■ Text passage ■
# # # # #

John Rizzo: We Should Have Been Prouder of Our Cover-Up

John Rizzo’s second regret is that after the CIA destroyed torture tapes in 2005, they should have briefed Congress and the Courts on their attempt to cover-up their own torture.

Mind you, that’s not exactly what he says. Here’s his version:

We should have made damn sure that the intelligence committees’ leadership—if not the full committees—were told about the destruction as soon as it happened. To take whatever lumps we deserved (and we clearly deserved some) then and there. We should have done the same thing with judges presiding over then-pending court cases potentially implicating the tapes, even if we weren’t obligated to do so as a technical legal matter. In short, we should have told everyone in all three branches in the Government who had even an arguable need to know.

To some degree this looks like a statement designed for John Durham’s benefit: a performance of real regret for doing something bone-headed (though why bother now that Durham has already let the statute of limitations expire on the case?). Though Rizzo probably overstates the outcome of Durham’s investigation here, as there is a difference between “no evidence of a cover-up” and “insufficient evidence to charge when your President is demanding you look forward.”

Ultimately, the various investigations would find no evidence of a cover-up, but rather that the whole thing was one monumental screw-up.

I’m particularly amused, however, by this statement.

In 2002, CIA videotaped the interrogation of the first captured Al Qaeda terrorist to be water-boarded. It was lawfully conducted, but the tapes were graphic and hard to watch. Almost immediately, those in CIA who made the tapes wanted to destroy them, fearing the faces of the interrogators on the tapes would put them in danger if and when they were ever made public.

We know the “hard to watch” and “fearing the faces of the interrogators” lines at most describe one, the smallest one, problem with the tapes. There were at least two other problems with them. First, they proved the torturers had exceeded DOJ guidelines.

As CIA’s Inspector General made clear, the waterboarding that was depicted on the tapes in 2003 did not fall within the limits of the Bybee Two memo, both because the torturers used far more water, forced it down Abu Zubaydah’s throat, and used it with far more repetition than allowed by the memo. Furthermore, the torturers exceeded even the guidelines the Counterterrorism Center set on sleep deprivation–though Yoo may (or may not have) have set the limit in the Bybee Two memo high enough to cover what had already been done to Abu Zubaydah. Folks in the IG’s office had about seven more pages of concerns about what was depicted on the torture tapes (PDF 86-93)–but that all remains redacted. So the tapes did not, in fact, match the written guidelines DOJ gave them.

In addition, the tapes show that the torturers had already altered the tapes to hide something on them.

The other, potentially bigger problem for those depicted in the torture tapes has to do with what once appeared on the 15 tapes that the torturers altered before November 30, 2002, when CIA lawyer John McPherson reviewed them. Before that point, the torturers had altered 21 hours of the torture tapes, which covered at least two of the harshest torture sessions. Had someone done forensics on the tapes before they were destroyed, we might have learned what happened during those 21 hours. But by destroying the tapes completely, the CIA prevented that from happening.

One potential problem would be if the interrogators used a coffin–as they had planned to–after John Yoo judged that mock burials would be illegal. Or maybe they just broke the law in other ways.

# # # # #

■ Dataset ■

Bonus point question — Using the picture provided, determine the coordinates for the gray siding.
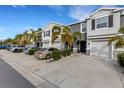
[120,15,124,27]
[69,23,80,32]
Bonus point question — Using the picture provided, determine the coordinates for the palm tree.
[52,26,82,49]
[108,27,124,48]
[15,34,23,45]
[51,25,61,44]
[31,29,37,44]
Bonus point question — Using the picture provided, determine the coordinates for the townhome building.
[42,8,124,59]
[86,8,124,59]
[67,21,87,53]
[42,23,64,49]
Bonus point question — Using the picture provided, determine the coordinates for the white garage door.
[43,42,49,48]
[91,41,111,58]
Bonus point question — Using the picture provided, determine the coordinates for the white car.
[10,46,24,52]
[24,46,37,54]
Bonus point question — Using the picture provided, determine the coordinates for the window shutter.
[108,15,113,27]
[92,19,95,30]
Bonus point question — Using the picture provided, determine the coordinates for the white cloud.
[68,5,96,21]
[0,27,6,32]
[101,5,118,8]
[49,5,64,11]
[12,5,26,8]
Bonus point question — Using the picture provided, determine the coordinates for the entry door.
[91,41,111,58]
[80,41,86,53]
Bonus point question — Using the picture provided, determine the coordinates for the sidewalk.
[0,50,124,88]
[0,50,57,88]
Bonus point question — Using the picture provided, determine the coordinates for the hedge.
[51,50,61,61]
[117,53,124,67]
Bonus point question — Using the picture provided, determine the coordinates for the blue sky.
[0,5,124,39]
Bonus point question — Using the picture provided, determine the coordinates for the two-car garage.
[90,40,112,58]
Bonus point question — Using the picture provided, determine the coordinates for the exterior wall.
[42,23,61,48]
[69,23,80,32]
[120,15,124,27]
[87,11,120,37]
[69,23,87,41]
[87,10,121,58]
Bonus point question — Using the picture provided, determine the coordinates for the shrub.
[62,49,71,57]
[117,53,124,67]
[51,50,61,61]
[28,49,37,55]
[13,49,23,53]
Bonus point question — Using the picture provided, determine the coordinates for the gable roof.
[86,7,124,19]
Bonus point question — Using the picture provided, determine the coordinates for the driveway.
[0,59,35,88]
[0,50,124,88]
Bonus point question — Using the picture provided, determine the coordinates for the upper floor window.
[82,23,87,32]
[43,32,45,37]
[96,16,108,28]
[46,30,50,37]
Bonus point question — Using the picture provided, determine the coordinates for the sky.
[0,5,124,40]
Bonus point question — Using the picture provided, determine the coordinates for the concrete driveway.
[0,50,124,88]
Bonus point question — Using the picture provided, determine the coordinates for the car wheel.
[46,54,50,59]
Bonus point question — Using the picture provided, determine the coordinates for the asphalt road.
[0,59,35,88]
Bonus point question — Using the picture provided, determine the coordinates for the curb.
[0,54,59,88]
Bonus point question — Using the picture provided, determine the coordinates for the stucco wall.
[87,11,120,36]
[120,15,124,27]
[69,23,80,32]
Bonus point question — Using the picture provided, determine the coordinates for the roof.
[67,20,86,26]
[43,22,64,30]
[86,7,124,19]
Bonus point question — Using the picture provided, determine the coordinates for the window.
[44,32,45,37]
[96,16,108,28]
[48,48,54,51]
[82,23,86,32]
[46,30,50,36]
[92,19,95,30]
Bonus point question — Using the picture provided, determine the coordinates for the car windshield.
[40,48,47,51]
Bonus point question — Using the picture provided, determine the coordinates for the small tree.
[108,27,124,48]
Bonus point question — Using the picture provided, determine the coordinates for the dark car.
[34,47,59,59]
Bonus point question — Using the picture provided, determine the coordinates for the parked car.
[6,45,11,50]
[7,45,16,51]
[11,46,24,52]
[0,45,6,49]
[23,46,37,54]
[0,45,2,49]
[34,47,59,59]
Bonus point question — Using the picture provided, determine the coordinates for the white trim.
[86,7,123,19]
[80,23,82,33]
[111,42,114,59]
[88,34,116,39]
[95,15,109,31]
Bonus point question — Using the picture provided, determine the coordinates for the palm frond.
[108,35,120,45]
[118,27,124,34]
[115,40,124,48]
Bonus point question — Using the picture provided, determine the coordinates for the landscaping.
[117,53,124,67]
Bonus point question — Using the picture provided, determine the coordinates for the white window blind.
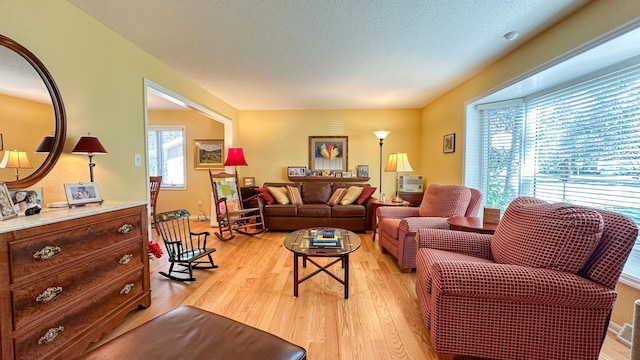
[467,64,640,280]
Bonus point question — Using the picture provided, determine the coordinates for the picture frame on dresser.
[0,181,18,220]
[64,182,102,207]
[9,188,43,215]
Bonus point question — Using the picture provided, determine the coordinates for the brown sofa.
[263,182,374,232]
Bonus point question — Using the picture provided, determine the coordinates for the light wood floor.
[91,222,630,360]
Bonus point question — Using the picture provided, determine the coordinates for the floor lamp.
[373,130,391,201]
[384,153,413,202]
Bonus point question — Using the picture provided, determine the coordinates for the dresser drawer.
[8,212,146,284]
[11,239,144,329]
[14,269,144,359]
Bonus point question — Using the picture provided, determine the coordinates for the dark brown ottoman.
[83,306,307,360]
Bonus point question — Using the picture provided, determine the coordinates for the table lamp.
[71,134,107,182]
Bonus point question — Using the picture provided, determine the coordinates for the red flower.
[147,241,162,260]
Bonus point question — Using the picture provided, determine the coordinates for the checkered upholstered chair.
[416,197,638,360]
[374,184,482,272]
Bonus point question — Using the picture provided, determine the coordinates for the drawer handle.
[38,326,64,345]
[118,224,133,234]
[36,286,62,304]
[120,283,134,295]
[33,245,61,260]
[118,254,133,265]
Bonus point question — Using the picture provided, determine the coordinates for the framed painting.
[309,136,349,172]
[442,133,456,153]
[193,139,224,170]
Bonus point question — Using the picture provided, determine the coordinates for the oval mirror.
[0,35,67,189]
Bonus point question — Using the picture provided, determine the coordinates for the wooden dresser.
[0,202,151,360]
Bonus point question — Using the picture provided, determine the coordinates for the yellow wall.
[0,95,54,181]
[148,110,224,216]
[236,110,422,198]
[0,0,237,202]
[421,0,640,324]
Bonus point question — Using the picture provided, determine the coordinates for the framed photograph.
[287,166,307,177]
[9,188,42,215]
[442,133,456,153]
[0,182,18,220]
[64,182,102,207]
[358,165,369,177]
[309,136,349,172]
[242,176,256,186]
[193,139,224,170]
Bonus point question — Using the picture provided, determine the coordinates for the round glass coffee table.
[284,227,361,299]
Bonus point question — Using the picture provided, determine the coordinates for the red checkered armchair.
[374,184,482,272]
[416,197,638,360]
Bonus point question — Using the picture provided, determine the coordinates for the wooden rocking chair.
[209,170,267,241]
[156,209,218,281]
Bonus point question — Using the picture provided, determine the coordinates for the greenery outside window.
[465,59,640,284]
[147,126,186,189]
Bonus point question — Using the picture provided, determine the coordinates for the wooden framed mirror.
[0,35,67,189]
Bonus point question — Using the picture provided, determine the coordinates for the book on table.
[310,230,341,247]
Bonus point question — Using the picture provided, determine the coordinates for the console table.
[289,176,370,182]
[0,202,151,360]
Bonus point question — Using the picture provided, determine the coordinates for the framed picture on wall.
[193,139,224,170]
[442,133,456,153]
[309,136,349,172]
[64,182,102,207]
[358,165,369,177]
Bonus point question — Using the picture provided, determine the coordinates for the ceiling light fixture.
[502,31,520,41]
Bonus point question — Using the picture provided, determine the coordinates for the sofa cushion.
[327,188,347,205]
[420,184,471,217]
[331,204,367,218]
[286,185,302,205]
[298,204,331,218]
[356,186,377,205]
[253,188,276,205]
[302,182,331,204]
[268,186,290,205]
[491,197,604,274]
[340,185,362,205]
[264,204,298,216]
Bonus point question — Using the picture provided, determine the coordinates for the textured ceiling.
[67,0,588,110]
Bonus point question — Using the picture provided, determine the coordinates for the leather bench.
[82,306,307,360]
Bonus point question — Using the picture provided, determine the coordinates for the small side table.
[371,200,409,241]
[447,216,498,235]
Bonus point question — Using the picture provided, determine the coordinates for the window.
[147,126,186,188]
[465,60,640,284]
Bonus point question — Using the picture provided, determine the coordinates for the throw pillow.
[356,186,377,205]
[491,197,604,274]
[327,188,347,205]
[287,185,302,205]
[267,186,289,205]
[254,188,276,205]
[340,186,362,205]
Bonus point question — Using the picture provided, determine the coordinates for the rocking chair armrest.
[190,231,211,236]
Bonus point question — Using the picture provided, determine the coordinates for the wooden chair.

# # # # #

■ Given task ■
Return the passage of the text on John Rizzo's cover-up regret from "Mind you, that’s" up to and including "need to know.", copied verbatim.

■ Task output ■
Mind you, that’s not exactly what he says. Here’s his version:

We should have made damn sure that the intelligence committees’ leadership—if not the full committees—were told about the destruction as soon as it happened. To take whatever lumps we deserved (and we clearly deserved some) then and there. We should have done the same thing with judges presiding over then-pending court cases potentially implicating the tapes, even if we weren’t obligated to do so as a technical legal matter. In short, we should have told everyone in all three branches in the Government who had even an arguable need to know.